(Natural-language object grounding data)
________________________

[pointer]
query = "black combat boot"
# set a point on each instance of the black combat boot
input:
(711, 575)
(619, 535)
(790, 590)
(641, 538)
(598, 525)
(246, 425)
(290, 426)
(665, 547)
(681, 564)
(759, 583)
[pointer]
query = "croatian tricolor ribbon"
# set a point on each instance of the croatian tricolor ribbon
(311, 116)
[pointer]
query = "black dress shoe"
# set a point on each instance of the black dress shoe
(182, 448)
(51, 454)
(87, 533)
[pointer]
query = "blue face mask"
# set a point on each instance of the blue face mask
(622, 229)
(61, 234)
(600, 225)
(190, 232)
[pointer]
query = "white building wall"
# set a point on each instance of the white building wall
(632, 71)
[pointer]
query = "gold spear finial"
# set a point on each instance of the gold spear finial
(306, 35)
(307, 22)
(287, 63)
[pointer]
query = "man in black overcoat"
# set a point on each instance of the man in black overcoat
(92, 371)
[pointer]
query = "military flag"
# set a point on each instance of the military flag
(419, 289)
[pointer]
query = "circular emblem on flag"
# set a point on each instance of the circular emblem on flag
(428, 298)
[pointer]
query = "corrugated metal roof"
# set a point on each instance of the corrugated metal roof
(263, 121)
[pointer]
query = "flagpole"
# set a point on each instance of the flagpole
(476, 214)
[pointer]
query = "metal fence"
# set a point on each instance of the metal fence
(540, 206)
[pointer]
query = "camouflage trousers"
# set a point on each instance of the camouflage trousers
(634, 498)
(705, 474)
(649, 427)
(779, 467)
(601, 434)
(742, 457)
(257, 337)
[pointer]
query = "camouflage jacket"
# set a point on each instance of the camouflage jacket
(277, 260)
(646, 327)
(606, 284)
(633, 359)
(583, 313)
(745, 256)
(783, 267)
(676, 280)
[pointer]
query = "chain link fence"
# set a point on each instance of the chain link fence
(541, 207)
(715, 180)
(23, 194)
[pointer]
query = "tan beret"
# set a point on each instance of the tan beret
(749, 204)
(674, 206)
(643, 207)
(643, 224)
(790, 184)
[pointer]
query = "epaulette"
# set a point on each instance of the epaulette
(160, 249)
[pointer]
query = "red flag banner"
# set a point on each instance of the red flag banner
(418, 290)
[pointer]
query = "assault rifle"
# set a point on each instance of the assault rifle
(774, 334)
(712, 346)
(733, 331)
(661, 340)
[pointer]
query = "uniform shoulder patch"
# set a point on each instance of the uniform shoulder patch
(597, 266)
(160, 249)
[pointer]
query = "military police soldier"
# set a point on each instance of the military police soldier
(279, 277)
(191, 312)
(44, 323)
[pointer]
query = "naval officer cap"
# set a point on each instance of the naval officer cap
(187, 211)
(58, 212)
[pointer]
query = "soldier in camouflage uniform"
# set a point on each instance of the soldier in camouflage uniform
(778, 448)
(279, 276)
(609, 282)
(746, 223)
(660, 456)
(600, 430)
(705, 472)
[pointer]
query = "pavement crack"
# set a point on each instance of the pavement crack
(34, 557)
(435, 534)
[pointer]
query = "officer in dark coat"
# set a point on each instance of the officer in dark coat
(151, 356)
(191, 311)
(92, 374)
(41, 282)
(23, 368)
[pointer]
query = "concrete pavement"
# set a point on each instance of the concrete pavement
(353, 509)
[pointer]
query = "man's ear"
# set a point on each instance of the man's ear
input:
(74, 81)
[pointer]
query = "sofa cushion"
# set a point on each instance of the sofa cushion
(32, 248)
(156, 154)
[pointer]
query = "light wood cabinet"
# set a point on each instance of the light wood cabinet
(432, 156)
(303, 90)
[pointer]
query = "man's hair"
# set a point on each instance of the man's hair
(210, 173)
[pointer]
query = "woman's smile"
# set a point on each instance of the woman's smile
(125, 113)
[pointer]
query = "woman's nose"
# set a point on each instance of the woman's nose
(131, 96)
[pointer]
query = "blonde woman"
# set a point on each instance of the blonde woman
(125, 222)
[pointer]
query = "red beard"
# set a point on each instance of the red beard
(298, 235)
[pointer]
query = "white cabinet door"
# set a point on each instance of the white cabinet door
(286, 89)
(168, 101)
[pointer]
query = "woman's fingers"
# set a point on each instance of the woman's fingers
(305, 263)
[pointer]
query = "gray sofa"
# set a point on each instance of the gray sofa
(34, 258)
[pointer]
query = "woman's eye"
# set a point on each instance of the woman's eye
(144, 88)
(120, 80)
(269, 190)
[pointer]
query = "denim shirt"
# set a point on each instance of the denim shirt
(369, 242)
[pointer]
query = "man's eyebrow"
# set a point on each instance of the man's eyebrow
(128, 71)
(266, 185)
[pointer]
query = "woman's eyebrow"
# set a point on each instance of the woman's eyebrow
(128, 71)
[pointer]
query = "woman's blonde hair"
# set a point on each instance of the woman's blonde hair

________________________

__EXERCISE DESCRIPTION__.
Set out the records again, exactly as they appear above.

__SOLVED PROBLEM__.
[pointer]
query = "black combat boot"
# set a point on each instance of the black combat boot
input:
(711, 575)
(619, 535)
(790, 590)
(641, 538)
(598, 525)
(246, 425)
(290, 426)
(665, 547)
(681, 564)
(759, 583)
[pointer]
query = "croatian tricolor ribbon"
# set a point on each instance of the croatian tricolor ribbon
(311, 116)
[pointer]
query = "black dress shoe"
# set a point on each instance of the black dress shoe
(182, 448)
(51, 454)
(87, 533)
[pointer]
query = "blue face mask"
# set a point on each instance of the blue face mask
(622, 229)
(61, 234)
(600, 225)
(190, 232)
[pointer]
query = "white building wall"
# set a point on each instance of the white building wall
(632, 71)
[pointer]
query = "gold spear finial"
# set a point on each instance of the gold spear finial
(306, 35)
(307, 22)
(287, 63)
[pointer]
query = "man in black overcoat"
# set a point on each instance of the man in black overcoat
(92, 371)
[pointer]
query = "military flag"
# set a point on each instance of the military flag
(419, 289)
[pointer]
query = "circular emblem on flag"
# set a point on each instance of the circular emblem on flag
(428, 298)
[pointer]
query = "corrugated metal roof"
# set a point on each instance of the corrugated metal roof
(263, 121)
[pointer]
query = "flagpole"
# set a point on each instance of the flagpole
(476, 214)
[pointer]
query = "metal fence"
# set a point on each instance of the metal fence
(540, 206)
[pointer]
query = "camouflage trousers"
# set a point on each instance of the camouflage trousers
(634, 498)
(705, 474)
(649, 427)
(779, 467)
(601, 434)
(742, 457)
(257, 337)
[pointer]
query = "camouflage jacket"
# set a point on each instance of the camouflage jacket
(277, 260)
(646, 327)
(606, 284)
(633, 359)
(583, 313)
(745, 256)
(783, 267)
(676, 280)
[pointer]
query = "chain link fence"
# set a point on each instance of the chain link fence
(541, 207)
(715, 180)
(23, 194)
[pointer]
query = "tan beret"
# set a point on each instance of the tan beret
(749, 204)
(674, 206)
(643, 207)
(643, 224)
(790, 184)
[pointer]
query = "epaulette"
# set a point on each instance of the epaulette
(160, 249)
[pointer]
query = "red flag banner"
# set a point on each instance of the red flag banner
(418, 290)
[pointer]
query = "assault rifle"
# set a point on each instance of the assault rifle
(774, 334)
(712, 346)
(733, 331)
(661, 340)
[pointer]
query = "uniform shoulder patch"
# set a point on each instance of the uniform shoulder patch
(597, 266)
(160, 249)
[pointer]
query = "military police soldier"
# set a point on each instance of the military police soldier
(279, 277)
(191, 312)
(44, 323)
[pointer]
query = "naval officer cap"
# set a point on each instance of the naval officer cap
(187, 211)
(58, 212)
[pointer]
query = "soldier in camouflage uniform"
# set a point on each instance of the soldier in camouflage uniform
(778, 448)
(279, 276)
(609, 282)
(746, 223)
(660, 456)
(600, 430)
(705, 472)
[pointer]
query = "pavement crack"
# set a point on each instance of the pavement crack
(34, 557)
(435, 534)
[pointer]
query = "officer in dark coat"
# set a point on each instance of the officer in dark coat
(151, 356)
(191, 311)
(92, 374)
(41, 282)
(23, 368)
[pointer]
query = "concrete pavement"
# set a point on each instance of the concrete pavement
(353, 509)
[pointer]
query = "man's ear"
# set a point on each instance of the man's ear
input:
(74, 81)
[pointer]
query = "sofa cushion"
# set a point on each instance of the sofa cushion
(32, 248)
(156, 154)
[pointer]
query = "light wood cabinet"
# set a point on each instance of the light wood cabinet
(432, 156)
(303, 90)
[pointer]
query = "man's hair"
# set a point on each instance of the man's hair
(210, 173)
[pointer]
query = "woman's smile"
# set a point on each instance of the woman's smile
(125, 113)
[pointer]
query = "woman's nose"
# set a point on each instance of the woman's nose
(131, 96)
[pointer]
query = "blonde woman"
# set a point on each instance of the blonde woman
(125, 222)
[pointer]
query = "red beard"
# set a point on each instance of the red beard
(298, 235)
[pointer]
query = "white cabinet door"
# set a point on each instance of the white cabinet door
(286, 89)
(168, 101)
[pointer]
query = "woman's fingers"
# set a point on each instance of the woman's fingers
(305, 263)
[pointer]
query = "gray sofa"
# set a point on each instance of the gray sofa
(34, 258)
[pointer]
query = "woman's eye"
# set a point on each instance of the woman's eye
(144, 88)
(120, 80)
(269, 190)
[pointer]
query = "denim shirt"
# set a point on each instance of the denim shirt
(369, 242)
[pointer]
query = "man's eyebrow"
# set a point on each instance of the man's eyebrow
(128, 71)
(266, 185)
[pointer]
query = "woman's eyebrow"
# set a point on each instance of the woman's eyebrow
(128, 71)
[pointer]
query = "woman's blonde hair"
# set a point on each instance of the woman's blonde hair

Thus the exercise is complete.